◆ Work order: The required output is the line containing "Target: sun flare" followed by every line after it to the end of the listing, each written out exactly.

────

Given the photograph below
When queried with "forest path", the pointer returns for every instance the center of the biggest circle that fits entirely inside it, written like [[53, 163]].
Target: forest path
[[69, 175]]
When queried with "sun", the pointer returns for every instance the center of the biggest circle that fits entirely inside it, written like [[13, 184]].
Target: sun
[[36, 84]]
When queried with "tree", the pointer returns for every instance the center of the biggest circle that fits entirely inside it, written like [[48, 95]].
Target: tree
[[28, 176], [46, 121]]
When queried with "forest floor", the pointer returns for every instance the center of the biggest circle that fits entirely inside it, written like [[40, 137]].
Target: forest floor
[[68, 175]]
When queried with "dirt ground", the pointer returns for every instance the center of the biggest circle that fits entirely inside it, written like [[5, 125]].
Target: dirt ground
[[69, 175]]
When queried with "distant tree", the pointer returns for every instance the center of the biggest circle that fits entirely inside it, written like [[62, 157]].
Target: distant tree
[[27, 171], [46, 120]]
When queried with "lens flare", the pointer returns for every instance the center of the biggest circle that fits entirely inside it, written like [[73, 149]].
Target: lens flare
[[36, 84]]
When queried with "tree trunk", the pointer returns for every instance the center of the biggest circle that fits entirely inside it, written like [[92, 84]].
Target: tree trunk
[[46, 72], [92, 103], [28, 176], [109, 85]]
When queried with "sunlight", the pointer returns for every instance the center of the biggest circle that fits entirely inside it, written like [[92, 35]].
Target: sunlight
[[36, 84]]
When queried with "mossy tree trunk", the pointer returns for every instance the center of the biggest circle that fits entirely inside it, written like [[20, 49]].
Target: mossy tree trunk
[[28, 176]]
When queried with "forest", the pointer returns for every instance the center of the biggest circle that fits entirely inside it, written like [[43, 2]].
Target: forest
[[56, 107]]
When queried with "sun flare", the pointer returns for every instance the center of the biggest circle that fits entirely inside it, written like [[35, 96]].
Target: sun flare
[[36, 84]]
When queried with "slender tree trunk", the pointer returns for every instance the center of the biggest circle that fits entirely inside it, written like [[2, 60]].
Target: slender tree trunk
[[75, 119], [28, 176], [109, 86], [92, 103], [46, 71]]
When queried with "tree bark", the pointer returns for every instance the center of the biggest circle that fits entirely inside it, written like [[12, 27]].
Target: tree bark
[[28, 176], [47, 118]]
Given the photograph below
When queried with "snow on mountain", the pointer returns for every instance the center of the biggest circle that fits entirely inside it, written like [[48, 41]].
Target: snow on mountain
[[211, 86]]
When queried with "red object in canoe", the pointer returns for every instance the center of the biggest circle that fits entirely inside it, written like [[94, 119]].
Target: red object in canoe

────

◆ Solved exercise:
Target: sun flare
[[36, 84]]
When queried with "slender tree trunk", the pointer returns for every instance the center of the biggest circle that fits entirely inside it, written like [[2, 60]].
Target: slender tree trunk
[[75, 119], [28, 176], [109, 86], [92, 103], [46, 71]]
When queried with "tree bark", the pointer returns for every instance the center of the biggest circle that fits entirely inside it, written like [[12, 27]].
Target: tree bark
[[28, 176], [47, 118]]
Given the photograph below
When queried with "snow on mountain", the pointer returns for every instance the center of the biggest circle that fits entirely inside it, written like [[48, 41]].
Target: snow on mountain
[[211, 86]]
When queried with "red object in canoe", the pointer returns for every instance the center of the biggest circle that fits entirely inside it, written like [[94, 119]].
Target: red object in canoe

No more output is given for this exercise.